Word for word, repeat the data that follows. Do not include the pictures.

Region pointing data
###

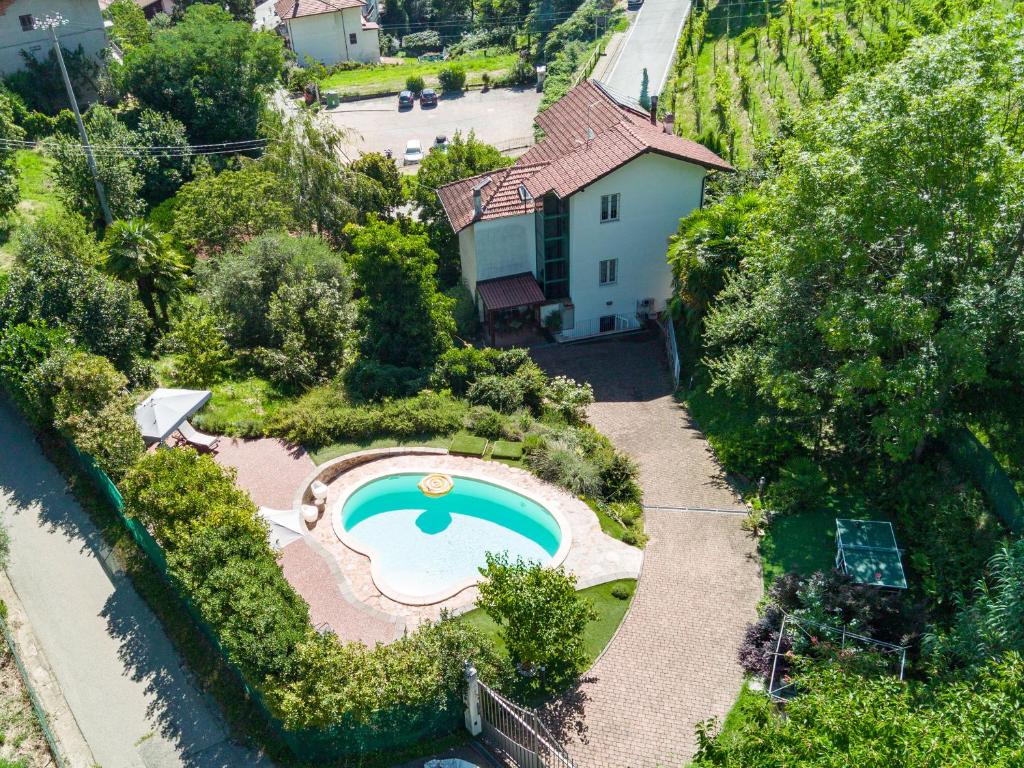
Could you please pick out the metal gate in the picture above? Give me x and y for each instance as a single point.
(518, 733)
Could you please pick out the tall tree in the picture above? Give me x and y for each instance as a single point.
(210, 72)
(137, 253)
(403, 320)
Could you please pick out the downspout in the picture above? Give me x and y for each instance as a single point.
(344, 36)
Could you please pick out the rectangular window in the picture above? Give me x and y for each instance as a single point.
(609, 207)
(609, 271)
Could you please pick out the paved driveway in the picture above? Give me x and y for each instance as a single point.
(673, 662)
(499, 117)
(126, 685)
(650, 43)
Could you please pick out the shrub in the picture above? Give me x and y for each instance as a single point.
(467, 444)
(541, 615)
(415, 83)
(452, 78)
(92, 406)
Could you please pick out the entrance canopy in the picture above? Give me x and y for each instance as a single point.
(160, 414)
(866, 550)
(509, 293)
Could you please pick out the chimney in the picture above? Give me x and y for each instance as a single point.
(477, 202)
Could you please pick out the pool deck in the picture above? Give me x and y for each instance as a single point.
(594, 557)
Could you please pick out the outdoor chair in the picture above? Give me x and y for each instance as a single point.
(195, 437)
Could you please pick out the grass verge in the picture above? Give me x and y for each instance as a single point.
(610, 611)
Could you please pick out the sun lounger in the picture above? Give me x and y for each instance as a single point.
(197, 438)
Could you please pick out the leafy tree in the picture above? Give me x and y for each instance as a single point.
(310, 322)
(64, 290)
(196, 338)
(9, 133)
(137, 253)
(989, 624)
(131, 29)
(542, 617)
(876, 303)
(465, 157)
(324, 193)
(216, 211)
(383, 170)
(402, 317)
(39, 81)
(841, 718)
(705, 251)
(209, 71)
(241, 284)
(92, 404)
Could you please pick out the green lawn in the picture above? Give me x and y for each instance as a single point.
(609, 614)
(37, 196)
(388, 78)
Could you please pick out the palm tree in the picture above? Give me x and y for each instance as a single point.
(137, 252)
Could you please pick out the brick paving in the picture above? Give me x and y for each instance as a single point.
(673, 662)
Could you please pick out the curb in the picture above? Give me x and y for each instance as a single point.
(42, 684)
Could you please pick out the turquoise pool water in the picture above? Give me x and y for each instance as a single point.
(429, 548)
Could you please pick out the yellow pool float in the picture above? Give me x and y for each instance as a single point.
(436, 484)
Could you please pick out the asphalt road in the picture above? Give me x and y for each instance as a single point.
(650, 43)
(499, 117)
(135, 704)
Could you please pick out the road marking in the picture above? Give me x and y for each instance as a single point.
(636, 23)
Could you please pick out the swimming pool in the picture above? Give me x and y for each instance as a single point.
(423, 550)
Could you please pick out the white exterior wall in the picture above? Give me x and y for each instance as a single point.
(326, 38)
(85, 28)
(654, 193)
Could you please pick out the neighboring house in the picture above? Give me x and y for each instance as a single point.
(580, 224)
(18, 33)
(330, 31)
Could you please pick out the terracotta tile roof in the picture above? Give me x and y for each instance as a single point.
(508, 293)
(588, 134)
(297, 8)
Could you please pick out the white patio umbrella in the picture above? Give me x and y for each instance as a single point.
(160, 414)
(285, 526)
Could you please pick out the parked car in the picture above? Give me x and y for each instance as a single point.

###

### FINAL ANSWER
Could you please pick out the metal gate in the picture above? Give me x and y for each instance as a single point.
(518, 733)
Could you please pick out the tall tree in the picture above? Give me x and y for each instance as a single point.
(210, 72)
(137, 253)
(403, 320)
Could you please pick out the downspout in the picture above? Give me x and y for each instance as a single point.
(344, 36)
Could you please pick out the rectangular window in the picture above? Give me x and y for each instance as a single point.
(609, 207)
(609, 271)
Could you please pick out the paved driveway in the picture above? Give me x and y for each instance as a single point.
(673, 662)
(499, 117)
(126, 685)
(650, 43)
Could you please pick out the shrub in the picture above? Give me x and y for each instance as a single point.
(467, 444)
(541, 615)
(415, 83)
(452, 78)
(92, 406)
Could you please pick out the entrance canopy in the picture above? Give me x and y for each instance as a single point.
(160, 414)
(866, 550)
(509, 293)
Could you please pick out the chimney in the picture above? Give me x and y for each instance as a single point.
(477, 202)
Could you please pick out the pool deck in the picture above? Give me x and y for each instance as a single point.
(594, 557)
Could you please pick out the outdoor chair in the picture above? Give me x and y for each instance as a single point.
(195, 437)
Could you please pick out the grass verge in the picture above? Give me x and y for each instance as a single point.
(610, 611)
Could you please pick out the sun lounger in the picture above? Give me x and y for each instance as a single point.
(197, 438)
Could you please pick out the leafy tree in the picture above? Give me x and y for each instance as a single point.
(310, 322)
(64, 290)
(196, 338)
(9, 133)
(137, 253)
(989, 624)
(131, 29)
(542, 617)
(876, 303)
(465, 157)
(324, 193)
(216, 211)
(383, 170)
(402, 317)
(39, 81)
(841, 718)
(705, 251)
(209, 71)
(241, 284)
(92, 404)
Could you please pick out the green lawn in the picture above? Give me x and y for each instance as a single point.
(609, 614)
(37, 196)
(388, 78)
Could you please pick out the palm tree in the picture above? Give me x and y for each instance as a single point.
(137, 252)
Could you please pick out the brick paving in the picture above? Give me x and y for each instance as a single point.
(673, 662)
Could you please pick out the curb in the picture above? Give me x and y for each instance as a single point.
(42, 684)
Could you please pick out the turquoise pool water in the picture above? Give me x and y for each instance as a single point.
(429, 548)
Could you please pick out the yellow pool float in the picture above? Give me x and y for each instance as a single point.
(436, 484)
Could you please pick out the asphalt road in the picture above? Give me x and y for each instance as a single point.
(650, 43)
(499, 117)
(135, 704)
Could you please pick out the road marking in the picture above? Give me x and y for each instance as a single point.
(636, 23)
Could you please pick out the swimming pool in the picture above? Give me x and y for each instance as a single point.
(423, 550)
Could you please pick out the white exterior wall in the picture above? Give me x and y for each instance as a single point.
(326, 38)
(85, 28)
(654, 193)
Could you please pick out the neighboring house in the picture above? Give me x and y for each instance as a single point.
(580, 224)
(18, 33)
(330, 31)
Could you please pick out the terracotta tile roof in the picture above? Give me x and y for each instance as a single point.
(508, 293)
(588, 134)
(297, 8)
Could you please pick out the white patio umbrella in the picture above? Give me x and y for each instance as a single point.
(160, 414)
(285, 526)
Could you please pick out the parked car in the picture above? Give me x and y for each instance as a single point.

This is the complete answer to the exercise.